Goal →
Everything from the line containing "blonde hair in the image above." through the final line of the records must be transcribed verbatim; nothing else belongs in the result.

Rows from a pointing dataset →
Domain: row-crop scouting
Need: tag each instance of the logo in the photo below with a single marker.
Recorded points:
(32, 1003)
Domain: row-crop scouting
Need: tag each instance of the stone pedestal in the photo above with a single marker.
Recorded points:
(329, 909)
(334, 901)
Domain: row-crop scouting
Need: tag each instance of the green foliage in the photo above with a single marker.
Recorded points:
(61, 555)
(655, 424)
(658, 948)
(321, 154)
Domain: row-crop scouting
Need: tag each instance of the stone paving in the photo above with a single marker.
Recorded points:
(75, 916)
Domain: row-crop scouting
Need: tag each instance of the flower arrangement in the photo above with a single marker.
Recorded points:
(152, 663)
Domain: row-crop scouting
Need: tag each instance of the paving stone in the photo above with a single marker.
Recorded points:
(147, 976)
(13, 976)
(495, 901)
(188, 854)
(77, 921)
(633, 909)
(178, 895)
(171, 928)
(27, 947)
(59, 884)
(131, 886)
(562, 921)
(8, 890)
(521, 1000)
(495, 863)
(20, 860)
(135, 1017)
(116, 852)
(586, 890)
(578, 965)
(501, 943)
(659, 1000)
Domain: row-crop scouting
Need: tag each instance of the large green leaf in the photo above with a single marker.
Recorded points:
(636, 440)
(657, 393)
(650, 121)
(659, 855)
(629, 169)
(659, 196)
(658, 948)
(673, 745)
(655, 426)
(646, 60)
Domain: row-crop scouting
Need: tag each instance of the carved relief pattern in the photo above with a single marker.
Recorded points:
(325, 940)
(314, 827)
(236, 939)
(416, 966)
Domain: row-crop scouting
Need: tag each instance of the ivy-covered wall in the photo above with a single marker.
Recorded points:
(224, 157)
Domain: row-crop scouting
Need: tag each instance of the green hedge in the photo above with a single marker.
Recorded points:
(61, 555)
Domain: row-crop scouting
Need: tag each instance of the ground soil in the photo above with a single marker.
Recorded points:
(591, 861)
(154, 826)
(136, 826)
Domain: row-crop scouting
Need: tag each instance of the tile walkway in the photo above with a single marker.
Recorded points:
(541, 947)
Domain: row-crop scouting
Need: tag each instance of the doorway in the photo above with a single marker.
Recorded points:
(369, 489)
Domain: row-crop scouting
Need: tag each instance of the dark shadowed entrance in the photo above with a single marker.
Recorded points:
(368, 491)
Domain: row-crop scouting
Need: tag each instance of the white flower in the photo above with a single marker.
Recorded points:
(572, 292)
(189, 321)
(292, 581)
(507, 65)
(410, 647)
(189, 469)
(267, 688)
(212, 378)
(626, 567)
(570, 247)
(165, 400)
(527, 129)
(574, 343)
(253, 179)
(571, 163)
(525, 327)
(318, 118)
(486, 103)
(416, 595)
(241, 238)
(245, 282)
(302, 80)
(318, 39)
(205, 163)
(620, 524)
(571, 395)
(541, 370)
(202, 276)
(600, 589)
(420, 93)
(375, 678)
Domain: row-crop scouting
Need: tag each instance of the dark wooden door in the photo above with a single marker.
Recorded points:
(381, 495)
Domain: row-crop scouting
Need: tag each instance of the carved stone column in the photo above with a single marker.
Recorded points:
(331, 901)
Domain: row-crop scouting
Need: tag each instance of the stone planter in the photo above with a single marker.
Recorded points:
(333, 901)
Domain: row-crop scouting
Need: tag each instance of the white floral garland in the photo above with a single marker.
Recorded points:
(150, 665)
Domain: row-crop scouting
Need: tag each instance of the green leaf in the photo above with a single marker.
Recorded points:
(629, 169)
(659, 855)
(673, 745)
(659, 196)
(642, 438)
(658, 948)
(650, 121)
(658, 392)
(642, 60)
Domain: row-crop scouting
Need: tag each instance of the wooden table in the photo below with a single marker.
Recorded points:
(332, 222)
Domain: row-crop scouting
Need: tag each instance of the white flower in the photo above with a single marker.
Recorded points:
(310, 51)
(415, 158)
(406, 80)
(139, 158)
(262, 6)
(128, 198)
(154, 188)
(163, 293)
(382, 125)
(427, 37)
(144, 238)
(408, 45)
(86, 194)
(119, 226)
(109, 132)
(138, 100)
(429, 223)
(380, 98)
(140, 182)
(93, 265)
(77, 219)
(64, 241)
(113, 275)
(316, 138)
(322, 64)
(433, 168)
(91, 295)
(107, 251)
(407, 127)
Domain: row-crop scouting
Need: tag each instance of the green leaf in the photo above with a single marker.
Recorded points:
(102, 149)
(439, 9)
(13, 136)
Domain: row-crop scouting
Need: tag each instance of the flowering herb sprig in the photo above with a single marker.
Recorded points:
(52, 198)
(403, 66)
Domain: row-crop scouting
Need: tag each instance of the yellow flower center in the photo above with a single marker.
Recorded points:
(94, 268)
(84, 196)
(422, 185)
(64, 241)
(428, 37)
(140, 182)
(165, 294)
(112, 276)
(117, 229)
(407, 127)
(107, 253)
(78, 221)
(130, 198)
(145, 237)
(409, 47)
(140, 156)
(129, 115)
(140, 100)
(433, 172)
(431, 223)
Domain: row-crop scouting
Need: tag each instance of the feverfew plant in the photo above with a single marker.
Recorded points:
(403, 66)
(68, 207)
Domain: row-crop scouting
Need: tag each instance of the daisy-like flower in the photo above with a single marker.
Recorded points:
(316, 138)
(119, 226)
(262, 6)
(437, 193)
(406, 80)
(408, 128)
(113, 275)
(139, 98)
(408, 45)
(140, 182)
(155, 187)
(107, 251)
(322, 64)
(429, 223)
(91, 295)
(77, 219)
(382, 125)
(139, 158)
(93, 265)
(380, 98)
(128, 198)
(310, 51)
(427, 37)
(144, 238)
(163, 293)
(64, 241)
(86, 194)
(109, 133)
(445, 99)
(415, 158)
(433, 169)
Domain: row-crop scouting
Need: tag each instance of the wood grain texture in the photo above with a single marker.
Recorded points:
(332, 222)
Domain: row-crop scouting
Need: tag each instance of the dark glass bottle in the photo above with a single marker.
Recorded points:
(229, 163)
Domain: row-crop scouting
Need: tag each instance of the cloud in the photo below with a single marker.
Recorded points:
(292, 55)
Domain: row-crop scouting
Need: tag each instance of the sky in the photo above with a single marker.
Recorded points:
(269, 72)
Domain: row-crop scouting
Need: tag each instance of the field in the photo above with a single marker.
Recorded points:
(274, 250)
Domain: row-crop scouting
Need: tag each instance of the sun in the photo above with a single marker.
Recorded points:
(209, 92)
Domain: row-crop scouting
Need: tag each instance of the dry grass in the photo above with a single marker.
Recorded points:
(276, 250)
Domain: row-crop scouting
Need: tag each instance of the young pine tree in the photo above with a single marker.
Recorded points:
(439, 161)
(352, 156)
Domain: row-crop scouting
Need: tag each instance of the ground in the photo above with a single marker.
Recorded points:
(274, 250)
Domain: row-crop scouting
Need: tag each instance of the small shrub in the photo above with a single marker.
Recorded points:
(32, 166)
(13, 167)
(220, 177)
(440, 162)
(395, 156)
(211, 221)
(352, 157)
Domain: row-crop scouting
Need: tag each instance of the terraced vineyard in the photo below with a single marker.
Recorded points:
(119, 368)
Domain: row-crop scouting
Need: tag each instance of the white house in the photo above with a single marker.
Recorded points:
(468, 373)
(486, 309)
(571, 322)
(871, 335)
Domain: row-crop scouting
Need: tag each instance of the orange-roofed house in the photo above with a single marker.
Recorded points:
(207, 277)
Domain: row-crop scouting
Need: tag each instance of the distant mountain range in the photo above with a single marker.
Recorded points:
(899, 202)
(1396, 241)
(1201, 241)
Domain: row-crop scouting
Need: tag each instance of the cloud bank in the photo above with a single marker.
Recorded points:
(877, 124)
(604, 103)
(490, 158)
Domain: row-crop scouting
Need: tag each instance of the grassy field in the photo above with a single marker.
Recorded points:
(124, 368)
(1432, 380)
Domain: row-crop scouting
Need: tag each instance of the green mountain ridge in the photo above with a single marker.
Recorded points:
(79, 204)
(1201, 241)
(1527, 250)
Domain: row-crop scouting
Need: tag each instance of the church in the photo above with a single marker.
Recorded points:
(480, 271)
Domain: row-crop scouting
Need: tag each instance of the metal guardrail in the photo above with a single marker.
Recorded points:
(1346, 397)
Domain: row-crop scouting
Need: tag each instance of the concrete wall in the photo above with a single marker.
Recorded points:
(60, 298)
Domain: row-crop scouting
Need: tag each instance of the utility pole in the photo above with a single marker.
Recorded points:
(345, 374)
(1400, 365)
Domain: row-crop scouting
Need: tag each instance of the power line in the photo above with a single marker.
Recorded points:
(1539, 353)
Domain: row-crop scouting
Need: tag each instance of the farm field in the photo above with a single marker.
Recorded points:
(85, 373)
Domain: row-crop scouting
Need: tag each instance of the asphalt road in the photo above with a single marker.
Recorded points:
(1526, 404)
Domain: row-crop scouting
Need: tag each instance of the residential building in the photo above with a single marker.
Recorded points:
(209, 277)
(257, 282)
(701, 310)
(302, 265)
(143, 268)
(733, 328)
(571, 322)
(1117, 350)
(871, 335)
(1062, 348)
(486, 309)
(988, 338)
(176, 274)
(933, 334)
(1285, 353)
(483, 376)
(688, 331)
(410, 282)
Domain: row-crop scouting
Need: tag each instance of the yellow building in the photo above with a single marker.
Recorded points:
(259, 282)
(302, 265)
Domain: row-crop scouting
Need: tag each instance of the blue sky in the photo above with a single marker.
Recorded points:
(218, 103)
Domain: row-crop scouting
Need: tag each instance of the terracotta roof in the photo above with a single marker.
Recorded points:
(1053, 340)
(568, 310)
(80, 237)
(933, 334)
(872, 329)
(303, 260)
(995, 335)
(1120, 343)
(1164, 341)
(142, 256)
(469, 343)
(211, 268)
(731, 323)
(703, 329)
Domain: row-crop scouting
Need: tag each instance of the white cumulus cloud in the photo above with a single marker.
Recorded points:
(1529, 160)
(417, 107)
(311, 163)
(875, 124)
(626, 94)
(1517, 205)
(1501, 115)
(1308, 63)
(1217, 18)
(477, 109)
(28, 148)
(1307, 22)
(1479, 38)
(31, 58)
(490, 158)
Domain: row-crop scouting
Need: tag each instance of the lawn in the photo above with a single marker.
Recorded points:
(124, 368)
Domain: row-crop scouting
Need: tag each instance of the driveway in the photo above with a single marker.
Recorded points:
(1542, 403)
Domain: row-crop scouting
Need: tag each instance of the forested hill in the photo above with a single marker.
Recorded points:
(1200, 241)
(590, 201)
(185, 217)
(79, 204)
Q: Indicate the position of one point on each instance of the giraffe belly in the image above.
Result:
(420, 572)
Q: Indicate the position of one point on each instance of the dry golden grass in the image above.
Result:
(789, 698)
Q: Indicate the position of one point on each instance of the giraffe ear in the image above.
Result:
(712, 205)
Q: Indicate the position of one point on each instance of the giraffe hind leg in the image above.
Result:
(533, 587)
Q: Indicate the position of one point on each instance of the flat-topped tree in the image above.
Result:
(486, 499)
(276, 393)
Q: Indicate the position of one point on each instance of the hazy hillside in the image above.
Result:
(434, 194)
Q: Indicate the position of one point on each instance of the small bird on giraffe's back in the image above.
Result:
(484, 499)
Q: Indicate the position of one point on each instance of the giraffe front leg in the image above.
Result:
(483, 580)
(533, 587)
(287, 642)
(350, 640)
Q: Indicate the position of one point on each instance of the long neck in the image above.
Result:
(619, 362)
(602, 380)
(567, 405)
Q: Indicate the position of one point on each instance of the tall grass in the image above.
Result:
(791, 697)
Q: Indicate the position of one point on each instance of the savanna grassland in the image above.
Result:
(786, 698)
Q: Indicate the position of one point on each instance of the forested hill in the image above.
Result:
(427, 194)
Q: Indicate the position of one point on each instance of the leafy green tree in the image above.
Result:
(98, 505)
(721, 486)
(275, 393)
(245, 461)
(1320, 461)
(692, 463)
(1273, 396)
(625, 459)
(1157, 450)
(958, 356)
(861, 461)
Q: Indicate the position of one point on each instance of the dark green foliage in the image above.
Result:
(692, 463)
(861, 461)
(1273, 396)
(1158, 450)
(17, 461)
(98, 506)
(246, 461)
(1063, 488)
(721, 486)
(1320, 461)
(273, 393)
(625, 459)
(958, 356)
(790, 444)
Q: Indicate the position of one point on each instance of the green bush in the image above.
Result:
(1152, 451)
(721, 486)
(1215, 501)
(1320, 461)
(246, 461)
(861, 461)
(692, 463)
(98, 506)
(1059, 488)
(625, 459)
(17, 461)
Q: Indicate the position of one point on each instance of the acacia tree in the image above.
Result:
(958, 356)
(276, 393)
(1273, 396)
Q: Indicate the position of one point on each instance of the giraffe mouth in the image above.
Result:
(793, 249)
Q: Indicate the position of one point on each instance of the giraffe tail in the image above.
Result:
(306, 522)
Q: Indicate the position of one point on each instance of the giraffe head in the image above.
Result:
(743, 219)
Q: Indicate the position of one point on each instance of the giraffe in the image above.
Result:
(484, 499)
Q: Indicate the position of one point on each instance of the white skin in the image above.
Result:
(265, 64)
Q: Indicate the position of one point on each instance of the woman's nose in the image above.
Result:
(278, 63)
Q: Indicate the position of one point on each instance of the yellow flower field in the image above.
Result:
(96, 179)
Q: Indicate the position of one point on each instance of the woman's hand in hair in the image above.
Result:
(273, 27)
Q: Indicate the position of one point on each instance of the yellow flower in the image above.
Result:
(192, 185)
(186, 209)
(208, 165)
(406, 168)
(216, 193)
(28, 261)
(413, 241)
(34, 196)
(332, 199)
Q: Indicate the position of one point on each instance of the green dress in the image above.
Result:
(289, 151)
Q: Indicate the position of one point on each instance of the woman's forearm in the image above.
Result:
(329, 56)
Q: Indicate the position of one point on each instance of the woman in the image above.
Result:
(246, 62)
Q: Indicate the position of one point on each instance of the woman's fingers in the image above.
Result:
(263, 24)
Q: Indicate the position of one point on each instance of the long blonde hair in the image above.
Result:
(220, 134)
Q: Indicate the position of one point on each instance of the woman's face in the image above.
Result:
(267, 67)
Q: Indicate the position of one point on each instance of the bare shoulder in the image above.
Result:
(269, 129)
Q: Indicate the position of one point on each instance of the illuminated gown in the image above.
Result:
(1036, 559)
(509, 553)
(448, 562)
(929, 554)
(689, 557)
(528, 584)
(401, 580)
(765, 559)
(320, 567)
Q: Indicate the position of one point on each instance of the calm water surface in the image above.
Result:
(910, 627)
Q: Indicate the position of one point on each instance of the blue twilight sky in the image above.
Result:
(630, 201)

Task result →
Q: Indicate the position of one point on each instance of the long blonde hair in the image above.
Result:
(220, 134)
Q: Indicate the position of one point on each instance of the woman's face in the image above.
Result:
(267, 67)
Q: Indicate the position of one point on each instance of the bare shoulder in the image above.
Result:
(269, 129)
Q: Indicate the position of one point on each instance of the illuminated gown in the image above.
Result:
(1036, 559)
(509, 553)
(448, 562)
(929, 554)
(689, 557)
(528, 584)
(401, 580)
(765, 559)
(320, 567)
Q: Indicate the position of one point on each instance of the calm water surface in the image above.
Result:
(910, 627)
Q: Indicate the position of one point on each instance of the blue twilight sky in the image above.
Result:
(630, 201)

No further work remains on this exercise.